* Цитируемый отрывок
Но вернемся в ЦДЛ-овский ресторан.
Из рассказа Б.Ш. Окуджавы «Подозрительный инструмент»:
«За столик подсел какой-то писатель со своим фужером и бутербродом на блюдечке.
— Привет, Серега, — сказал он.
— Ах, здравствуй, здравствуй, — обрадованно выдавил Наровчатов. Писатель выпил свой коньяк, пожевал бутерброд, ткнул пальцем в Ивана Иваныча и спросил без интереса:
— А это кто?
— Это Отар Отарыч, — пробубнил Наровчатов, стараясь не выронить из слова ни одной буквы, — мой друг и поэт.
— Отар Отарыч, — усмехнулся писатель, — что-то много развелось нынче Отар Отарычей, а, Серега? Ты не находишь?
— Ну ты, заткнись! — приказал Наровчатов, — у него отца расстреляли в тридцать седьмом!

* Задание A
Ответьте на вопросы по цитируемому отрывку из рассказа «Подозрительный инструмент»:
(i) Что писатель принес с собой к столику?
(ii) Как Наровчатов представил писателю Ивана Иваныча?
(iii) В каком году, по словам Наровчатова, расстреляли отца его спутника?
* Задание B
Продолжите цитируемый отрывок из рассказа «Подозрительный инструмент» с того места, где он заканчивается.

* Выборка данных
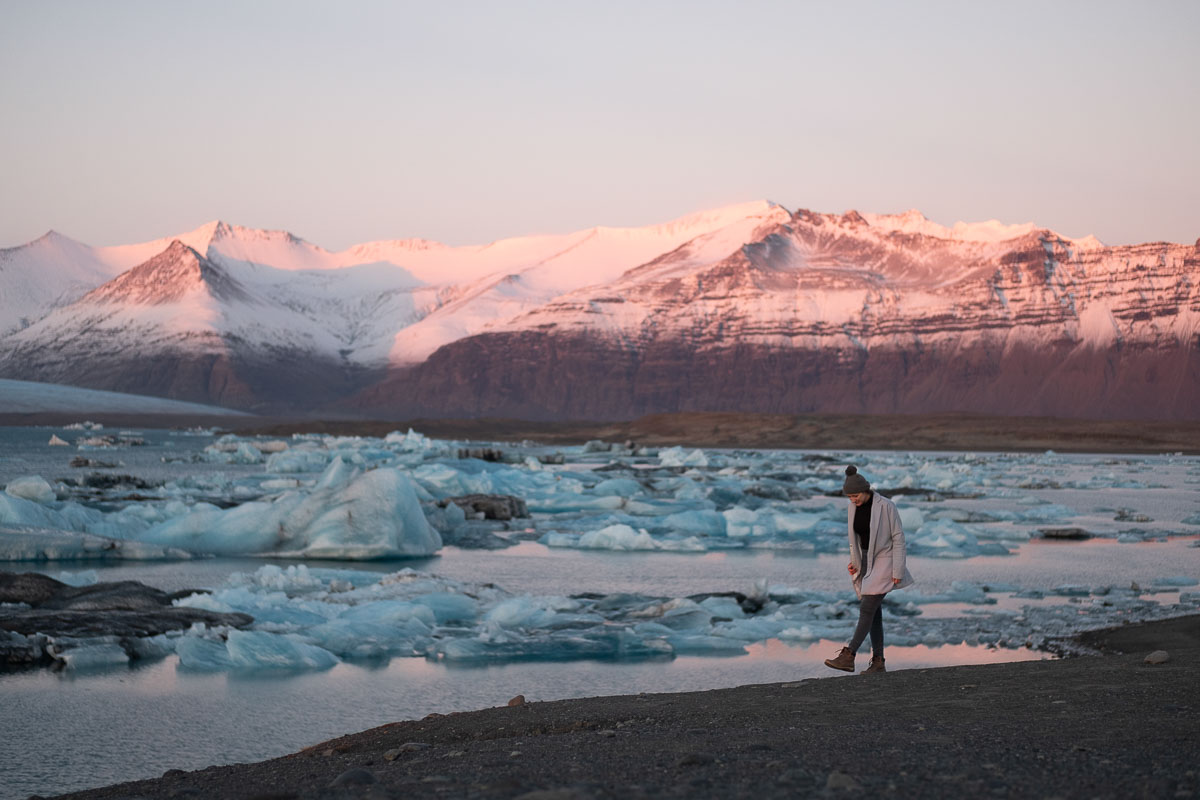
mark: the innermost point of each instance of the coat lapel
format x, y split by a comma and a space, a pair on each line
876, 510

* Ответ A
(i) Фужер и бутерброд на блюдечке.
(ii) Как Отара Отарыча, своего друга и поэта.
(iii) В тридцать седьмом.

* Ответ B
— Туда и дорога, — засмеялся писатель. Иван Иваныч попытался ухватить вилку, чтобы проучить обидчика, но руки не слушались, и он заплакал. В этот момент широкая мясистая ладонь Наровчатова хлестнула по розовой щечке писателя. Кто-то крикнул. Крик подхватили. Дым заклубился пуще. Официантка, широко улыбаясь, пробежала с подносом. Затем все улеглось. Полились прежние монологи за соседними столиками. Только там уже сидели другие писатели, а за их столиком они сидели вдвоем: одуревший Иван Иваныч и спящий Наровчатов. Как они расплатились, Иван Иваныч уже не помнил».
Огромный саратовский мужик, проведший детство с матерью в Магадане, куда был сослан его отец, участник советско-финской и Великой Отечественной войн, военкор — Булат смотрел на Наровчатова и думал, откуда в этом человеке, на первый взгляд, скорее, походившем на директора завода или председателя колхоза, была эта удивительная лирическая интонация, делавшая его абсолютно беззащитным, точнее сказать, придававшая его внешней физической мощи драматическую расслабленность, даже беспомощность, когда всякое усилие становилось результатом чрезвычайного напряжения недюжинного поэтического дарования.
На улицах Москвы разлук не видят встречи,
Разлук не узнают бульвары и мосты.
Слепой дорогой встреч я шел в Замоскворечье,
Я шел в толпе разлук по улицам Москвы.
Со всех сторон я слышал ровный шорох,
Угрюмый шум забвений и утрат.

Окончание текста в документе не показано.